_Tarea asignada a_: Copia de nuevo los registros desde la línea que contiene "the woman's left" hasta el final de los registros, con ambos extremos incluidos. Sustituye "instance" por "occurrence" y deja todo lo demás sin cambios.

Me
van a permitir que copie, literalmente, el artículo 2 de la Versión Consolidada
del Tratado Constitutivo de la Comunidad Europea, firmado el 24 de julio de
2002: «La
Comunidad tendrá por misión promover, mediante el establecimiento de un mercado
común y de una unión económica y monetaria y mediante la realización de las
políticas o acciones comunes contempladas en los artículos 3 y 4, un desarrollo
armonioso, equilibrado y sostenible de las actividades económicas en el
conjunto de la Comunidad, un alto nivel de empleo y de protección social, la
igualdad entre el hombre y la mujer, un crecimiento sostenible y no
inflacionista, un alto grado de competitividad y de convergencia de los
resultados económicos, un alto nivel de protección y de mejora de la calidad
del medio ambiente, la elevación del nivel y de la calidad de vida, la cohesión
económica y social y la solidaridad entre los Estados miembros».

_Tarea asignada b_: Convierte en una lista más breve el párrafo del texto sobre el Tratado Constitutivo de la Comunidad Europea que empieza por «Me van a permitir» y conserva sus datos principales.

_Registros de datos_:
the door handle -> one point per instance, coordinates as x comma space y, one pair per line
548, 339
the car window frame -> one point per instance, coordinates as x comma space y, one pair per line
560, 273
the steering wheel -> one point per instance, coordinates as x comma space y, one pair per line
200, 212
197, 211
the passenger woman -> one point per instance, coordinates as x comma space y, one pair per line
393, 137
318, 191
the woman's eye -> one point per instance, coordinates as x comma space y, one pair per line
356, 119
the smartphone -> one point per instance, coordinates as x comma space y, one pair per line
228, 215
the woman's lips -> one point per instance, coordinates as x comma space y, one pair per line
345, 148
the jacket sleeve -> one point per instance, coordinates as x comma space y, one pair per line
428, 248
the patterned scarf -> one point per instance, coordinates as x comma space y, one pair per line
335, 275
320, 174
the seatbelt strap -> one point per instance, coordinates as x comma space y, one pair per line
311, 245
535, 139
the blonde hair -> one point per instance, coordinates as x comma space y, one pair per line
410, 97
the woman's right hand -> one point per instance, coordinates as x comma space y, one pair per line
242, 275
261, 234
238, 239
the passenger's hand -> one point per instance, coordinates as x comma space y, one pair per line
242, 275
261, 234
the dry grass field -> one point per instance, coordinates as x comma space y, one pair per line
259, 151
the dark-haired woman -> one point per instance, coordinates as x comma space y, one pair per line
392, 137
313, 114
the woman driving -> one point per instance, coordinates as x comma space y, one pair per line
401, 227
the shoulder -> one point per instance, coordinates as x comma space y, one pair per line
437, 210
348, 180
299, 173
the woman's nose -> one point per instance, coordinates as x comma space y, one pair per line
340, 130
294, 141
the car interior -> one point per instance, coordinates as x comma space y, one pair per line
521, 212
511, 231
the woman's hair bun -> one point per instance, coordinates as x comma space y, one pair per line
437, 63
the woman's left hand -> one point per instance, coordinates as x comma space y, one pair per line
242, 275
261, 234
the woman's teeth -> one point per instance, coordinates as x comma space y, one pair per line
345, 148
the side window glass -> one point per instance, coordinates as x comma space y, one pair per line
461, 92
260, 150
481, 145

_Resultado del ejercicio a_:
the woman's left hand -> one point per occurrence, coordinates as x comma space y, one pair per line
242, 275
261, 234
the woman's teeth -> one point per occurrence, coordinates as x comma space y, one pair per line
345, 148
the side window glass -> one point per occurrence, coordinates as x comma space y, one pair per line
461, 92
260, 150
481, 145

_Resultado del ejercicio b_:
- Se copia literalmente el artículo 2 de la Versión Consolidada del Tratado Constitutivo de la Comunidad Europea, firmado el 24 de julio de 2002.
- La misión de la Comunidad es promover varios objetivos. Para ello se sirve de un mercado común, de una unión económica y monetaria y de las políticas o acciones comunes de los artículos 3 y 4. Esos objetivos son:
  - un desarrollo armonioso, equilibrado y sostenible de las actividades económicas;
  - un alto nivel de empleo y de protección social;
  - la igualdad entre el hombre y la mujer;
  - un crecimiento sostenible y no inflacionista;
  - un alto grado de competitividad y de convergencia de los resultados económicos;
  - un alto nivel de protección y de mejora de la calidad del medio ambiente;
  - la elevación del nivel y de la calidad de vida;
  - la cohesión económica y social y la solidaridad entre los Estados miembros.